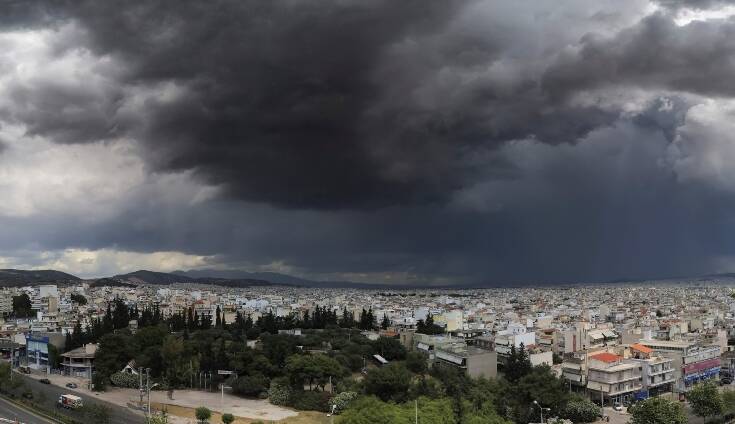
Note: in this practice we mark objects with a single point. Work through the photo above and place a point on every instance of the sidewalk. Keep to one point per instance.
(240, 407)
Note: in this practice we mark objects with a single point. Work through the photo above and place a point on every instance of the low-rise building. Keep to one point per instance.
(613, 379)
(80, 361)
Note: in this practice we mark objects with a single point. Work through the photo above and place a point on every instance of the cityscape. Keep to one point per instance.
(367, 211)
(132, 350)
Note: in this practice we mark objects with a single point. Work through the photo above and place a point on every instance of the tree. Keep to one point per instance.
(390, 382)
(97, 413)
(539, 384)
(581, 410)
(428, 326)
(157, 419)
(203, 414)
(22, 307)
(251, 385)
(657, 411)
(705, 400)
(728, 400)
(389, 348)
(312, 369)
(518, 364)
(370, 410)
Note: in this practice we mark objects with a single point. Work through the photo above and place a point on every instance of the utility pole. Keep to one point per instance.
(148, 388)
(140, 386)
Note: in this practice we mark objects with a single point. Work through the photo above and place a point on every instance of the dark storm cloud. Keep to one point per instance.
(477, 141)
(693, 4)
(654, 54)
(303, 104)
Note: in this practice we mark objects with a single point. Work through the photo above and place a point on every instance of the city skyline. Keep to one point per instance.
(426, 143)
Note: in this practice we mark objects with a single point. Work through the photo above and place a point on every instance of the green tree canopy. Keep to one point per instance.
(390, 382)
(390, 348)
(202, 414)
(313, 369)
(657, 411)
(705, 400)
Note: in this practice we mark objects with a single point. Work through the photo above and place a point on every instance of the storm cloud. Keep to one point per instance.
(418, 141)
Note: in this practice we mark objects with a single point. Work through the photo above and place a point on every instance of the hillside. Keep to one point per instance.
(19, 277)
(164, 278)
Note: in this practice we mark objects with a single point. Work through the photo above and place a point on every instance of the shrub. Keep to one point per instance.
(125, 380)
(581, 410)
(203, 414)
(99, 382)
(251, 385)
(342, 400)
(280, 392)
(312, 401)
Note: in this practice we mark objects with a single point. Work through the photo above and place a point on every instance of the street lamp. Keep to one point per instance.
(541, 409)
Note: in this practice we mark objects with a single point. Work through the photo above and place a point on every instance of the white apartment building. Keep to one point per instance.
(6, 302)
(612, 378)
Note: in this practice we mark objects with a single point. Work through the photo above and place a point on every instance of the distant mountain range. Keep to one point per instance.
(164, 278)
(239, 278)
(226, 278)
(20, 277)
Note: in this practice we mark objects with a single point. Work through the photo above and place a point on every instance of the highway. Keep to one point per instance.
(47, 394)
(9, 411)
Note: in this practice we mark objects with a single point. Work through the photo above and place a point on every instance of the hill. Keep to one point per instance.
(164, 278)
(20, 277)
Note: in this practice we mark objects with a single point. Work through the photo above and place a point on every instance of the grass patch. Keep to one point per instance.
(308, 417)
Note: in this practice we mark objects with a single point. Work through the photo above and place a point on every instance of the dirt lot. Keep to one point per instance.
(181, 415)
(185, 401)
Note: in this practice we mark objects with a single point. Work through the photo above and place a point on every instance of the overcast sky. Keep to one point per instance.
(415, 141)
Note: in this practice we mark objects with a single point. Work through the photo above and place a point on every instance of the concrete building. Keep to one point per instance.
(613, 379)
(657, 371)
(474, 361)
(6, 302)
(80, 361)
(692, 363)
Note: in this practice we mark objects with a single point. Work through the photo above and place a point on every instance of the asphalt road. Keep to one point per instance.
(46, 396)
(9, 411)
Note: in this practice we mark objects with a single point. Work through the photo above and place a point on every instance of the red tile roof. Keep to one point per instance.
(640, 348)
(606, 357)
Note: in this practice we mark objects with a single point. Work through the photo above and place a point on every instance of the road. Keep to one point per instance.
(46, 396)
(10, 411)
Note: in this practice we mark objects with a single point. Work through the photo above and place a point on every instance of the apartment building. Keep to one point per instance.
(612, 378)
(6, 302)
(692, 363)
(657, 371)
(80, 361)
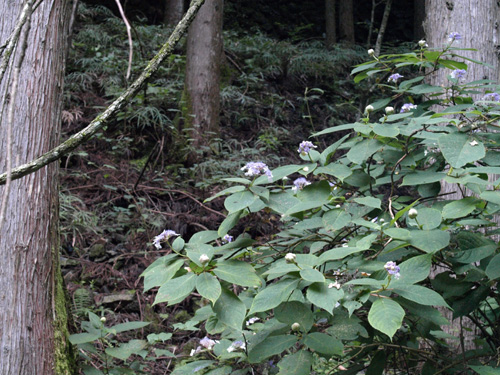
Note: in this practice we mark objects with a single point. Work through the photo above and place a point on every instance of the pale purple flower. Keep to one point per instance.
(454, 36)
(392, 269)
(458, 73)
(227, 238)
(299, 184)
(305, 147)
(407, 107)
(163, 236)
(492, 97)
(236, 345)
(256, 169)
(208, 343)
(394, 77)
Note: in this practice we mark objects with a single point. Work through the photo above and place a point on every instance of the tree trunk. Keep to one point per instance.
(33, 331)
(174, 10)
(418, 19)
(383, 26)
(476, 23)
(201, 93)
(346, 21)
(331, 25)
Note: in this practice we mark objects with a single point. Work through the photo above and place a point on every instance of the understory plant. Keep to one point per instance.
(371, 260)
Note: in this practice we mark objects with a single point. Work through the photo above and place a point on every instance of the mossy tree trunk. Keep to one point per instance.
(476, 22)
(346, 21)
(331, 23)
(33, 328)
(201, 92)
(174, 10)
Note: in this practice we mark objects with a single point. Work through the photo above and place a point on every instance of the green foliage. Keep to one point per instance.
(327, 283)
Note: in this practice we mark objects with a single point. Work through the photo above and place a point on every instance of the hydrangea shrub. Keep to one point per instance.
(347, 277)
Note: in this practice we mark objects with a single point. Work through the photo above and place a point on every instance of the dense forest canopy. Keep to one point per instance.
(300, 187)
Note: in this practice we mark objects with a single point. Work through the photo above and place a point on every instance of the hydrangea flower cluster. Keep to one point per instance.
(256, 169)
(458, 74)
(227, 238)
(163, 236)
(407, 107)
(392, 269)
(454, 36)
(299, 184)
(492, 97)
(236, 345)
(394, 77)
(305, 147)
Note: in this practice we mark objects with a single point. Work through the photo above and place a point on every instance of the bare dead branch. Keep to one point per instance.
(83, 135)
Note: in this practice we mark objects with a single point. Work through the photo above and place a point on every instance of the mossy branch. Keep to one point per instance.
(82, 136)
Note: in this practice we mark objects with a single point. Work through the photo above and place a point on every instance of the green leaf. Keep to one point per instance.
(323, 296)
(491, 196)
(386, 130)
(127, 349)
(486, 370)
(323, 343)
(175, 290)
(336, 219)
(493, 268)
(230, 310)
(237, 272)
(208, 286)
(386, 316)
(299, 363)
(361, 151)
(414, 270)
(192, 367)
(295, 312)
(311, 274)
(240, 200)
(458, 149)
(369, 202)
(420, 178)
(229, 222)
(82, 338)
(271, 346)
(460, 208)
(271, 296)
(421, 295)
(336, 170)
(429, 241)
(129, 326)
(161, 274)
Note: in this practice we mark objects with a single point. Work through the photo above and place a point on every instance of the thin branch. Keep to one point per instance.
(129, 34)
(10, 113)
(11, 43)
(83, 135)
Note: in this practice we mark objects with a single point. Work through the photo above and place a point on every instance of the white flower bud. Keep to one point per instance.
(204, 259)
(290, 257)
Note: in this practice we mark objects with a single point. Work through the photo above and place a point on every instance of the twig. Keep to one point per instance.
(10, 113)
(98, 123)
(129, 34)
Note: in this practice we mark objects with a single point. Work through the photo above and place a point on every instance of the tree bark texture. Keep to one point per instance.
(174, 10)
(330, 23)
(346, 21)
(202, 96)
(29, 240)
(476, 23)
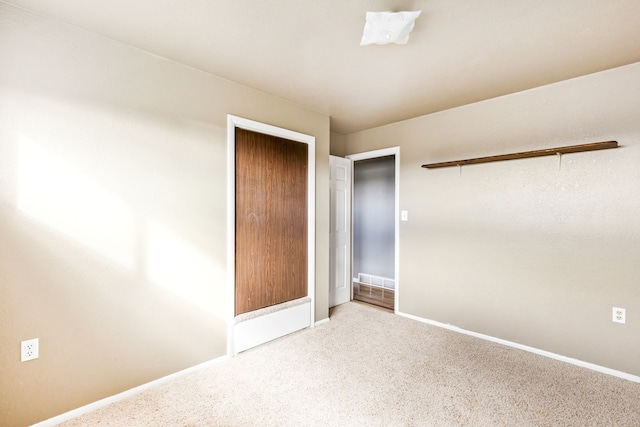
###
◆ Instructions to follow ◆
Output all of the listing above, exactly as given, but without its pictures.

◆ Written answer ◆
Note: in this practice we mark objects with a single point. Work through the photo above and place a point on every instance of the sidewalk. Keep to one point per instance.
(240, 407)
Note: in this practice we mark objects with a single point. Work through the photo above and place a point on every instance of the low-rise building. Keep to one point per instance.
(613, 379)
(80, 361)
Note: in this practice we mark objects with a single point. Work through the photo above and place a point on every instance of the cityscape. Keep to one point per instance.
(367, 211)
(132, 350)
Note: in this practice we mark objects with a single point. Work through the photo above and place a point on every instance of the tree. Keep to one point per instance.
(390, 382)
(97, 413)
(539, 384)
(581, 410)
(428, 326)
(157, 419)
(203, 414)
(22, 307)
(251, 385)
(657, 411)
(705, 400)
(728, 400)
(389, 348)
(312, 369)
(518, 364)
(370, 410)
Note: in this practice we mark objects with a single point. Work through the photo above and place a point on every instance of the utility pole. Keep to one point per instance.
(148, 388)
(140, 386)
Note: in this practice we mark objects with a single point. Work through the photo above and place a point on every instance of the dark storm cloud. Keep to one point per instance.
(477, 141)
(693, 4)
(654, 54)
(303, 104)
Note: in this practice we mark objects with a single point. Work through the photo above and place a point on every instance of the city skyline. Keep to one point per instance.
(426, 143)
Note: in this practice we mark objects with a single point. Work through the photo above and place a point on every instance of the green tree canopy. Keep to one point per instance.
(390, 382)
(390, 348)
(202, 414)
(313, 369)
(657, 411)
(705, 400)
Note: in this practice we mark objects with a single point. Work through the photo above and place a point on every instance of the storm cloud. Keep to one point per instance.
(418, 141)
Note: in this practice we mark objects with a single point. Work through the photo above and place a point on every instance of the hillside. Keep to one point per instance.
(19, 277)
(164, 278)
Note: in this practice we mark objects with a single point. Work through the photo above and place a point on every instance of the shrub. Keep to one point per instance.
(125, 380)
(581, 410)
(203, 414)
(99, 382)
(251, 385)
(342, 400)
(280, 392)
(312, 401)
Note: in this practice we mark objects with a single point. Work through the photo above and place a point on every instance of the street lamp. Keep to one point per instance.
(541, 409)
Note: in this practice we mark objects with a single point. Work through the photo above and place a point on every instance of the white apartment building. Keep to one point per instance.
(6, 302)
(612, 378)
Note: in this practice we mark objects with a single point. Work through the photo above and place a point on every instance of the distant mountain range. Keep to one point per instance.
(164, 278)
(239, 278)
(226, 278)
(20, 277)
Note: in this practice we mark objects with a single point. Work through the photo above and place a point on every instance of the highway. Keep to one point per instance.
(47, 394)
(9, 411)
Note: in this practice we mark objects with a single point. Work through the photo above and place a point on every instance of the hill. Keep to one point per instance.
(164, 278)
(20, 277)
Note: in this practice we mark objects with a single point. Work through the photo above and place a point on every instance of the grass patch. Keep to one point per instance.
(308, 417)
Note: in this practice we mark objects with a single point. Work through the photo above and place a point on every instance of the dirt lot. Keep to one point per instance.
(181, 415)
(185, 401)
Note: in this practice we mark objects with a single point. Work through the photo above and place a point on every instance of the overcast sky. Keep to one point per instance.
(415, 141)
Note: in this practice we mark objects with a single point. Work through the photo above and place a point on every instance of the concrete building. Keep to one point per instance.
(613, 379)
(657, 371)
(474, 361)
(6, 302)
(80, 361)
(692, 363)
Note: in this practice we mark objects with a single point. Work through the photo above and place a point on every instance of the asphalt road. Keep to one point per instance.
(46, 396)
(9, 411)
Note: in this practice we mark objects with a single point. Work through the photo above and place a point on every instance of the red tile roof. Keep to one point per instance.
(640, 348)
(606, 357)
Note: in this practice we mark objects with a single point. Work through the photo above and place a point on every instance of the road. Keep to one point per instance.
(46, 396)
(10, 411)
Note: in this practice we mark objects with a single point. Work through the photo above and place a point on every instance of the apartment building. Keep to one point per instance.
(612, 378)
(6, 302)
(692, 363)
(657, 371)
(80, 361)
Note: in this practice we mark objects with a single point. Work through the photo above and place a point on every instance of the pale purple flower. Keep to one point per instance.
(454, 36)
(392, 269)
(458, 73)
(227, 238)
(299, 184)
(305, 147)
(407, 107)
(163, 236)
(492, 97)
(236, 345)
(256, 169)
(208, 343)
(394, 77)
Note: in this practice we mark objects with a single point. Work through the photo above and place a point on every instance of the tree trunk. Keep to one point per instance.
(33, 331)
(174, 10)
(418, 19)
(383, 26)
(476, 23)
(201, 93)
(346, 21)
(331, 25)
Note: in this practice we mark objects with a single point. Work through the photo above and place a point on every instance of the understory plant. Keep to one point per instance.
(371, 260)
Note: in this practice we mark objects with a single point. Work through the photo above and place a point on every instance of the mossy tree trunk. Keep to one point per instance.
(476, 22)
(346, 21)
(331, 23)
(33, 328)
(201, 92)
(174, 10)
Note: in this practice we mark objects with a single point. Work through the photo above and place a point on every instance of the green foliage. Keep to one point per instance.
(327, 283)
Note: in this practice we mark objects with a single point. Work through the photo above and place a point on every instance of the hydrangea shrub. Keep to one point per instance.
(347, 277)
Note: in this practice we mark objects with a single point. Work through the photo above and place a point on every instance of the dense forest canopy. Keep to one point per instance.
(300, 187)
Note: in this practice we mark objects with a single point. Work through the photo above and place a point on every instance of the hydrangea flower cluster. Keep to one point per instance.
(256, 169)
(458, 74)
(227, 238)
(163, 236)
(407, 107)
(392, 269)
(454, 36)
(299, 184)
(492, 97)
(236, 345)
(394, 77)
(305, 147)
Note: in this practice we mark objects with a single point. Work through the photo above and place a point on every instance of the bare dead branch. Keep to one point per instance.
(83, 135)
Note: in this practice we mark objects with a single point. Work through the photo above and place a point on every instance of the mossy branch. Keep to one point per instance.
(82, 136)
Note: in this practice we mark objects with a single point. Work through the photo above and place a point on every instance of the green leaf. Keep to one point per instance.
(323, 296)
(491, 196)
(386, 130)
(127, 349)
(486, 370)
(323, 343)
(175, 290)
(336, 219)
(493, 268)
(230, 310)
(237, 272)
(208, 286)
(386, 316)
(299, 363)
(361, 151)
(414, 270)
(192, 367)
(295, 312)
(311, 274)
(240, 200)
(458, 149)
(369, 202)
(420, 178)
(229, 222)
(82, 338)
(271, 346)
(460, 208)
(271, 296)
(421, 295)
(336, 170)
(429, 241)
(129, 326)
(161, 274)
Note: in this practice we mark objects with a single point. Work through the photo above and place a point on every instance of the thin branch. Keep to one point per instance.
(129, 34)
(10, 113)
(11, 43)
(83, 135)
Note: in this practice we mark objects with a single point. Work through the photo above and place a point on every instance of the white flower bud. Keep to one point per instance.
(204, 259)
(290, 257)
Note: in this practice we mark objects with a single point. Work through the photo above and place a point on every instance of the twig. Keep to one point per instance.
(10, 113)
(98, 123)
(129, 34)
Note: in this practice we mark objects with a single point. Work through the photo above and place a point on every instance of the tree bark texture. Keep to one point per instance.
(174, 10)
(330, 23)
(346, 21)
(202, 96)
(29, 240)
(476, 23)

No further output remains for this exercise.